- What is expected -
What follows is a set of records; repeat all of them exactly.

Begin Data to process

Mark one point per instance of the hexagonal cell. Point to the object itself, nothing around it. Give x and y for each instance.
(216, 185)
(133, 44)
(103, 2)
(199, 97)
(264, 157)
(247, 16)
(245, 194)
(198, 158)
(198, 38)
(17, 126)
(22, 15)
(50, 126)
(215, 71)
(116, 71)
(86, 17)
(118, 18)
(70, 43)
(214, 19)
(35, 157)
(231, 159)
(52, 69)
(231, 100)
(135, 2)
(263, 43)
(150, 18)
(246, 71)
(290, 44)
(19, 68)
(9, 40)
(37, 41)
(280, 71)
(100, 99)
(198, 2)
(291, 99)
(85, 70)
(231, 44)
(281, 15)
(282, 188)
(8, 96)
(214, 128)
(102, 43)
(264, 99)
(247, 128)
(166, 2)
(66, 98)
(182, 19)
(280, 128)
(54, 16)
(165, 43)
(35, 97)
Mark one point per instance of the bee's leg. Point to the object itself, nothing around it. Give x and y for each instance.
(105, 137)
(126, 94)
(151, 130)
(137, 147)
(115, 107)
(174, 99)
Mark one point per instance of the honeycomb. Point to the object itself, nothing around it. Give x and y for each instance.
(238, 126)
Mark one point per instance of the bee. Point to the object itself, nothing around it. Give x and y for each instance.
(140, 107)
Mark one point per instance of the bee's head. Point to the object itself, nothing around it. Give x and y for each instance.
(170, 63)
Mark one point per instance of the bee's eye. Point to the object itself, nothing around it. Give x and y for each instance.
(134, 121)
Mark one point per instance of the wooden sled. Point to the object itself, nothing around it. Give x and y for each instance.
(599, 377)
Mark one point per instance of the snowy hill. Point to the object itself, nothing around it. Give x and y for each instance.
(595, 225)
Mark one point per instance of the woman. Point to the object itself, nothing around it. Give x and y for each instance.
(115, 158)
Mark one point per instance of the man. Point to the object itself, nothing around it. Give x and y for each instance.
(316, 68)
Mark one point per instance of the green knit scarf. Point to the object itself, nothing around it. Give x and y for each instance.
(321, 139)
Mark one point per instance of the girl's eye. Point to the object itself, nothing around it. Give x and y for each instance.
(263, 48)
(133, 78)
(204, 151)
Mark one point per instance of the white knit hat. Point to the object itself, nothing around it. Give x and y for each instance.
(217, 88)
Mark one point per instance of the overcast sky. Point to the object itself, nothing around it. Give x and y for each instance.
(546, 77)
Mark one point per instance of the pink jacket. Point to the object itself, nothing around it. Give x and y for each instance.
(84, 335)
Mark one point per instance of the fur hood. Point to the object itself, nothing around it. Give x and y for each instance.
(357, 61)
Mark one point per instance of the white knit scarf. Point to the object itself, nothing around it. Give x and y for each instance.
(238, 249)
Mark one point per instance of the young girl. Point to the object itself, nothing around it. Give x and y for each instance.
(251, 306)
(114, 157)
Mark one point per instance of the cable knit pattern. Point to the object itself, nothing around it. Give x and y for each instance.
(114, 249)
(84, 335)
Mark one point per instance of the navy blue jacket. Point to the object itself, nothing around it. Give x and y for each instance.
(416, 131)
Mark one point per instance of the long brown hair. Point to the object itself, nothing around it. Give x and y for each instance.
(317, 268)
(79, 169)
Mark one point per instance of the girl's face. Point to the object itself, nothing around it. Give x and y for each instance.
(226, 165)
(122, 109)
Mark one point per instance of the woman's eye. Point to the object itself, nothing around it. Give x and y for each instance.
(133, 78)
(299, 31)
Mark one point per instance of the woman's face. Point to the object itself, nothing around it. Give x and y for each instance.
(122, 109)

End Data to process

- Solved exercise -
Mark one point per instance of the hexagonal cell. Point to the object itself, nothing around it. Give x and y for each instance.
(216, 185)
(133, 44)
(103, 2)
(199, 97)
(264, 157)
(247, 16)
(245, 194)
(198, 158)
(198, 38)
(17, 126)
(22, 15)
(50, 126)
(215, 71)
(116, 71)
(86, 17)
(118, 18)
(70, 43)
(214, 19)
(35, 157)
(231, 159)
(52, 69)
(231, 100)
(135, 2)
(263, 43)
(150, 18)
(246, 71)
(290, 44)
(19, 68)
(9, 40)
(37, 41)
(280, 71)
(100, 99)
(198, 2)
(291, 99)
(85, 70)
(231, 44)
(281, 15)
(282, 188)
(8, 96)
(214, 128)
(102, 43)
(264, 99)
(247, 128)
(166, 2)
(66, 98)
(182, 19)
(280, 128)
(54, 16)
(165, 43)
(35, 97)
Mark one point per instance of the bee's leg. Point to the object itself, nothing around it. Give x and y for each instance.
(105, 137)
(126, 94)
(151, 130)
(137, 147)
(115, 107)
(174, 99)
Mark one point per instance of the honeycomb. Point to the object itself, nothing around it. Give x and y for each instance.
(238, 126)
Mark one point per instance of the bee. Point to the object itself, nothing around it. Give x and y for each instance.
(140, 107)
Mark one point per instance of the bee's head. Point to the object itself, nothing around it. Give x and y for each instance.
(170, 63)
Mark one point per instance of the bee's eye. Point to the object itself, nothing around it. Give x and y for each instance.
(134, 121)
Mark one point per instance of the wooden sled. Point to the object itself, nothing around it. Give x and y for each instance.
(599, 377)
Mark one point per instance of the snowy hill. Point to the object itself, nothing around it. Give x and y for each instance.
(595, 225)
Mark one point per instance of the woman. Point to the object itself, nothing around it. Give x and y for each instance.
(115, 158)
Mark one point per instance of the man. Point to the object itself, nothing around it. Give x and y for each instance.
(316, 68)
Mark one point per instance of the green knit scarf. Point to the object itself, nothing around it. Give x and y for each instance.
(321, 139)
Mark one point per instance of the girl's eye. Point to the object itself, nothing around it. Give x and y for each instance.
(263, 48)
(133, 78)
(204, 151)
Mark one point per instance of the white knit hat. Point to the object itself, nothing around it. Give x and y for each instance.
(217, 88)
Mark one point per instance of the overcast sky. Point to the object itself, nothing around it. Give x and y for each instance.
(546, 77)
Mark one point per instance of the pink jacket. Point to the object itself, nothing around it. Give x and y for each instance.
(84, 335)
Mark one point per instance of the fur hood. Point to the object itself, nothing around it. Give x and y for each instance.
(357, 61)
Mark one point per instance of the white knit scarf. Point to the object itself, nothing around it. Give x and y for each instance.
(238, 249)
Mark one point per instance of the young girl. Point to the object itself, nothing around it. Give x and y for each instance.
(251, 306)
(114, 157)
Mark one point per instance of the cable knit pattern. Point to the object itself, nothing around it. Give x and y for each instance.
(114, 249)
(84, 335)
Mark one point per instance of the navy blue jacket. Point to the object itself, nothing around it. Give x and y for each instance.
(416, 131)
Mark one point per instance of the long brown hair. Point to the object itself, nothing around it. Give x and y for each instance.
(317, 268)
(79, 169)
Mark one point per instance of the girl's face. Point to the object itself, nothing around it. Give x and y for each instance.
(226, 165)
(122, 109)
Mark one point per instance of the woman's eye. Point to the object itself, nothing around it. Give x and y for each instance.
(133, 78)
(299, 31)
Mark one point per instance of the woman's face. Point to the object itself, nothing around it. Give x and y for each instance.
(122, 109)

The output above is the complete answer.